» **TASK DIRECTIONS**:
Extract every line of the material below word for word, leaving the pictures out.

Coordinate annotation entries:
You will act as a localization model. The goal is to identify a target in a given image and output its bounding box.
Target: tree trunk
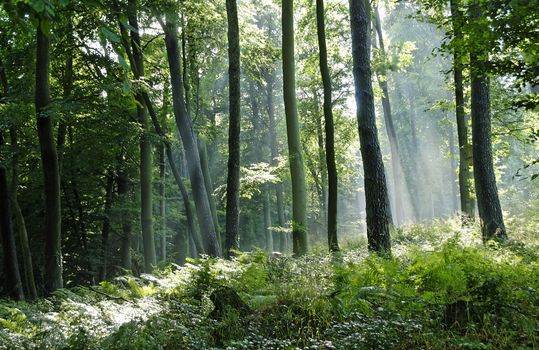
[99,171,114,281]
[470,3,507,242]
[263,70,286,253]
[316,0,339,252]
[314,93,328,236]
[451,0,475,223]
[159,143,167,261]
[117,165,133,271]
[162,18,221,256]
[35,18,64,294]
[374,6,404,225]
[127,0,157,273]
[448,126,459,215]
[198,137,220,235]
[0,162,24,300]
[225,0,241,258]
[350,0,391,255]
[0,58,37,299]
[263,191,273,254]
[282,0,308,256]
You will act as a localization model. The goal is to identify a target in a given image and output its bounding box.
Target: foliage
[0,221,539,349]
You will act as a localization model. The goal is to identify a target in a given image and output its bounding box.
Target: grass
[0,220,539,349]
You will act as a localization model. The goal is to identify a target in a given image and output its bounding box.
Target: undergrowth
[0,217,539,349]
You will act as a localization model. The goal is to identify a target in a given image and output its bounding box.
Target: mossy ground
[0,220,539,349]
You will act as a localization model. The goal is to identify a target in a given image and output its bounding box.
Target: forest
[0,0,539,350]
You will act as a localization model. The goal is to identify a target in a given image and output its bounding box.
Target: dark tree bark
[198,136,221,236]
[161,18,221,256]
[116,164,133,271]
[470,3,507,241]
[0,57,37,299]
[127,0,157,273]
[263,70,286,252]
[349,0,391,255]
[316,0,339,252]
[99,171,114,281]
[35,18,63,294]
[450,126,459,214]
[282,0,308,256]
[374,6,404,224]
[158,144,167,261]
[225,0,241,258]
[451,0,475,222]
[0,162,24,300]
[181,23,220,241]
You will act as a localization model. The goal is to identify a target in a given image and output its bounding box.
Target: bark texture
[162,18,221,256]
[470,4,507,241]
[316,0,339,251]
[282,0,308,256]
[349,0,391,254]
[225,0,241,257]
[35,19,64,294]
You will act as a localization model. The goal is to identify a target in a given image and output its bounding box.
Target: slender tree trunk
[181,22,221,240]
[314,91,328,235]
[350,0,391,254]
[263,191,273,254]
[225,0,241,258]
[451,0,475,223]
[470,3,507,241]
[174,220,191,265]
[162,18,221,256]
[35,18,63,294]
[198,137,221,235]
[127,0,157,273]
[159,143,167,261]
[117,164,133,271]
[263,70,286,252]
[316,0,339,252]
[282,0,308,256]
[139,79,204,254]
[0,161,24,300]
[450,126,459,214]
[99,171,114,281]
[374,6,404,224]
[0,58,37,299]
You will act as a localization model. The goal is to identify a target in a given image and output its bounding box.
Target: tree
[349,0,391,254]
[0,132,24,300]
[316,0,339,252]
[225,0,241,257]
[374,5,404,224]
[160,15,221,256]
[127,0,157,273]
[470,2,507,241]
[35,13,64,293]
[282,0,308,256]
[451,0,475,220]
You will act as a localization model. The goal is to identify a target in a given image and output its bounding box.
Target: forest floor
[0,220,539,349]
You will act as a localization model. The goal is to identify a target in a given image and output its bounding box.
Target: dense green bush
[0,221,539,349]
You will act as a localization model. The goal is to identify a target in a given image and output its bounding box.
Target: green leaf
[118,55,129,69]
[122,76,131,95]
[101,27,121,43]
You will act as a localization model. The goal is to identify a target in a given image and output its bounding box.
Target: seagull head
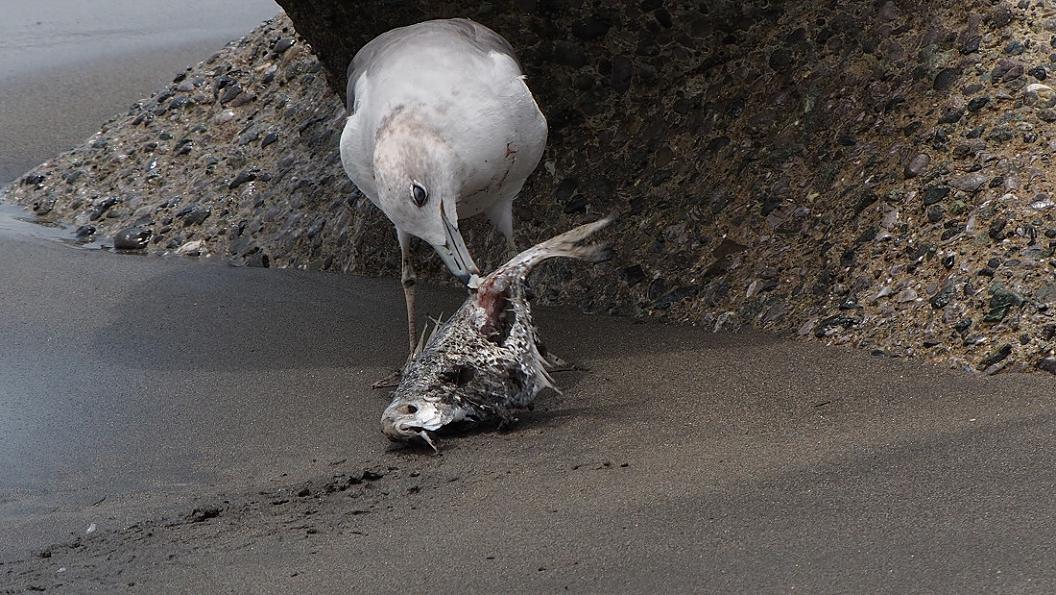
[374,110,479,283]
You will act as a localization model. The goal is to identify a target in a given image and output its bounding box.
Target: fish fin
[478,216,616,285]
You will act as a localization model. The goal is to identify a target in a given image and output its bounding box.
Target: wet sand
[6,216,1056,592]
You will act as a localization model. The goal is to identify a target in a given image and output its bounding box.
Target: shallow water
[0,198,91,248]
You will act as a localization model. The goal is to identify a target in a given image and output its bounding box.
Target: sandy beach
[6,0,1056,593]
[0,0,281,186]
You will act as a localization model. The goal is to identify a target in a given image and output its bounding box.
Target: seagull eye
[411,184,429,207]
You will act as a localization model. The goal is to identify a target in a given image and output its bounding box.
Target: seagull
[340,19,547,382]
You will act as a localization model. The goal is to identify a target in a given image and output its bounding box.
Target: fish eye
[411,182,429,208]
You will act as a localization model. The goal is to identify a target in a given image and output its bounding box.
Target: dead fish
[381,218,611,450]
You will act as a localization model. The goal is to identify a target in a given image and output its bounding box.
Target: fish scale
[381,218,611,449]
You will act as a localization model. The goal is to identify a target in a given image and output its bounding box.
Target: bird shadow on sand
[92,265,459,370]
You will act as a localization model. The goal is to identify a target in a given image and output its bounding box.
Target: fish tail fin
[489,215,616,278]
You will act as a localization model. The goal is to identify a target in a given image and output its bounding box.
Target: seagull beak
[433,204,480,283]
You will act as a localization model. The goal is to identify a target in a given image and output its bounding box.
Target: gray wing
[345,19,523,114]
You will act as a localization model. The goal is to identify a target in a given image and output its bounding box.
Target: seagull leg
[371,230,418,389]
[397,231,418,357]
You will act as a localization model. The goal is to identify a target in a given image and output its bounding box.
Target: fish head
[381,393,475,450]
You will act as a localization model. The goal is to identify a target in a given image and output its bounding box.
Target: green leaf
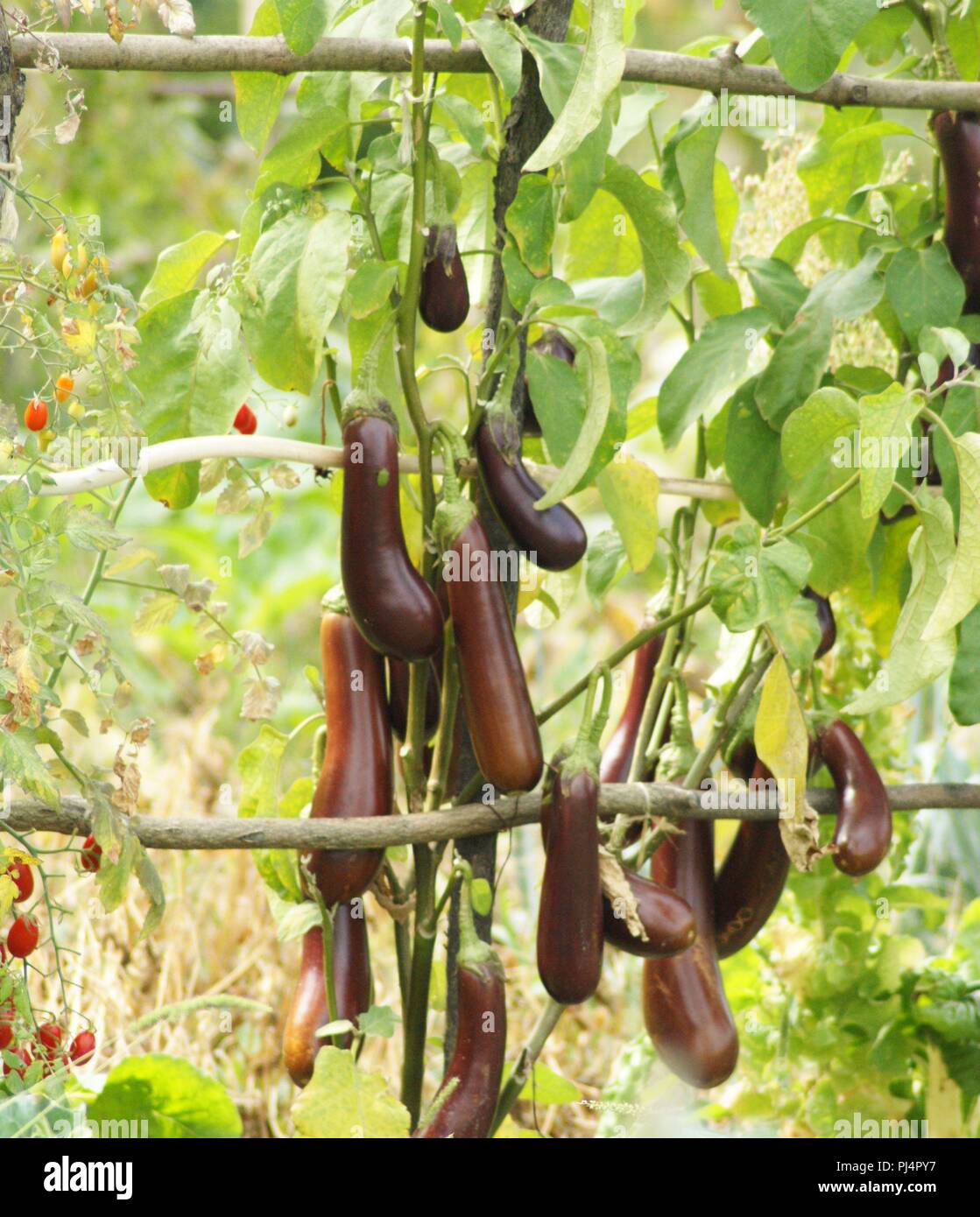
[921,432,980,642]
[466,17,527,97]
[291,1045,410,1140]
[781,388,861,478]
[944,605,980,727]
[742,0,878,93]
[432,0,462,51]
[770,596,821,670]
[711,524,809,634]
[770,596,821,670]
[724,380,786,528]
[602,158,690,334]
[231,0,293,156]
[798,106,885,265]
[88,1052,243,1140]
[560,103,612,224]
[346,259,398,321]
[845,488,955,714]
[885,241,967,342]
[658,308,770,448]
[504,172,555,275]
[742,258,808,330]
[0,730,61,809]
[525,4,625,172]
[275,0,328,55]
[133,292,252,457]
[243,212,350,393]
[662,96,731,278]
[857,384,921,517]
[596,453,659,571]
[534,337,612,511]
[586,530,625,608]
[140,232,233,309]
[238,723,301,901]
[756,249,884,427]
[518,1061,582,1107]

» **FULL SOLUTION**:
You will act as a localization model. The goal is to identify a target in a given image and output its bounding box.
Target: tree trunk
[99,171,114,281]
[470,3,507,242]
[263,70,286,253]
[316,0,339,252]
[314,93,328,236]
[451,0,475,223]
[159,143,167,261]
[117,165,133,271]
[162,18,221,256]
[35,18,64,294]
[374,6,404,225]
[127,0,157,273]
[448,126,459,215]
[198,137,220,235]
[0,162,24,300]
[225,0,241,258]
[350,0,391,255]
[0,58,37,299]
[263,191,273,254]
[282,0,308,256]
You will act as a localization model. The goal is to identify a target in a given image and output its bounding box.
Target: foliage
[0,221,539,349]
You will act as a localization model. The goal is to identify a target in a given image and output its bounding box.
Target: grass
[0,220,539,349]
You will act as a localization model. The goal is to identify a target in a given image and output its bounding box.
Target: undergrowth
[0,217,539,349]
You will act as a localization model. The goal is to identify a target in a given image and output its bounding box.
Target: mossy ground
[0,220,539,349]
You will act as a localization model. The goal is to identify a target in a given image and output its bounding box.
Target: forest
[0,0,539,350]
You will act as a localization model. The goal is to identify a target in a given image and output its bounding box.
Target: dark tree bark
[198,136,221,236]
[161,18,221,256]
[116,164,133,271]
[470,3,507,241]
[0,57,37,299]
[127,0,157,273]
[263,70,286,252]
[349,0,391,255]
[316,0,339,252]
[99,171,114,281]
[35,18,63,294]
[450,126,459,214]
[282,0,308,256]
[374,6,404,224]
[158,144,167,261]
[225,0,241,258]
[451,0,475,222]
[0,162,24,300]
[181,23,220,241]
You will act as a localization model. The goal is to identify a target in a given image and output its bounding box.
Target: bark texture
[162,18,221,256]
[470,4,507,241]
[316,0,339,251]
[282,0,308,256]
[349,0,391,254]
[225,0,241,257]
[35,19,64,294]
You will act as a localization model. The goal is to identify a target in a given image and output its bounding box.
Target: slender tree trunk
[181,22,221,240]
[314,91,328,235]
[350,0,391,254]
[263,191,273,254]
[225,0,241,258]
[451,0,475,223]
[470,3,507,241]
[174,220,191,265]
[162,18,221,256]
[35,18,63,294]
[198,137,221,235]
[127,0,157,273]
[159,143,167,261]
[117,164,133,271]
[263,70,286,252]
[316,0,339,252]
[282,0,308,256]
[139,79,204,254]
[0,161,24,300]
[450,126,459,214]
[99,171,114,281]
[374,6,404,224]
[0,58,37,299]
You will act as a localization model. The goal is to identify a target in a given image and output its bounding box.
Target: tree
[349,0,391,254]
[0,132,24,300]
[316,0,339,252]
[225,0,241,257]
[374,5,404,224]
[160,15,221,256]
[127,0,157,273]
[470,2,507,241]
[35,13,64,293]
[282,0,308,256]
[451,0,475,220]
You will act as a localization model. The goal is to identify a target in a given image and output its bounding box.
Target: forest floor
[0,220,539,349]
You will act as a localization model. The goal is to identify a target in a given image and output its bounding box.
Target: dense green bush
[0,221,539,349]
You will act as a localization model. The goal is to identify a target in a given image and output its bounding box.
Target: green leaf
[118,55,129,69]
[122,76,131,95]
[101,27,121,43]
You will act as a localization model. The goal is to identify a target in a given image and output its bounding box.
Target: seagull head
[374,110,479,283]
You will act as a localization model. The goal is to identify a target in a given image and output its bounding box.
Target: fish fin
[478,216,616,285]
You will act as a localization model. The goal is to identify a target in a given image and output its bounding box.
Target: wet sand
[6,216,1056,592]
You will act as a localization model. The goal is to identify a target in a given image and output its bounding box.
Target: shallow water
[0,198,91,248]
You will act as a localization model. The goal is to identify a target in a given image and output its bounding box.
Target: sandy beach
[6,0,1056,593]
[0,0,281,186]
You will act as a localization model. The goal is to identify a target in a given image and output its bounding box.
Target: seagull eye
[411,184,429,207]
You will act as a localization model. The goal is to identify a target in a given image and output its bounding box.
Target: seagull
[340,19,547,382]
You will act as a localization model. The goal is to identify a target in a given image and output its bounding box.
Target: fish eye
[411,182,429,208]
You will act as a localization model. The goal is to identify a target in a given image and output its bounding box.
Target: dead fish
[381,218,611,450]
You will act as a localization model. The goal is to identify a target in a given image and output its bounding box.
Target: fish scale
[381,218,611,449]
You will act as a localization model. The goal is to identify a target in a given image and output its bounding box.
Target: bird shadow on sand
[92,265,459,370]
You will act as a localization model. The goal is to identify a target in a given image and output its bounding box.
Target: fish tail fin
[489,215,616,278]
You will act as a localization model. The goal is to identify a target in a given image and output its bounding box.
Target: seagull beak
[433,204,480,283]
You will act as a localization model. The goal is to identify a target in a given image and output its bounding box.
Target: gray wing
[345,19,523,114]
You will act as a localization model. The goal is to identify a target in a given image and output its bounding box.
Target: seagull leg
[371,230,418,389]
[397,231,418,357]
You will act as a localization model. The goal is to identify a target in a given image and output its bounding box.
Target: fish head
[381,393,475,450]
You will act as a localization model. The goal is to identify a target in a given image and output its bounding box.
Target: green leaf
[921,432,980,642]
[466,17,527,97]
[291,1045,410,1140]
[781,388,861,478]
[944,605,980,727]
[742,0,878,93]
[432,0,462,51]
[770,596,821,670]
[711,524,809,634]
[770,596,821,670]
[724,380,786,528]
[602,158,690,334]
[231,0,293,156]
[798,106,885,265]
[88,1052,243,1140]
[560,103,612,224]
[346,259,398,321]
[845,488,955,714]
[885,241,967,342]
[658,308,770,448]
[504,172,555,275]
[742,258,808,330]
[0,730,61,809]
[525,4,625,172]
[275,0,328,55]
[133,292,252,457]
[243,212,350,393]
[662,96,731,278]
[857,384,921,517]
[596,453,659,571]
[534,337,612,511]
[586,530,625,608]
[140,232,233,309]
[238,723,301,901]
[756,249,884,427]
[518,1061,582,1107]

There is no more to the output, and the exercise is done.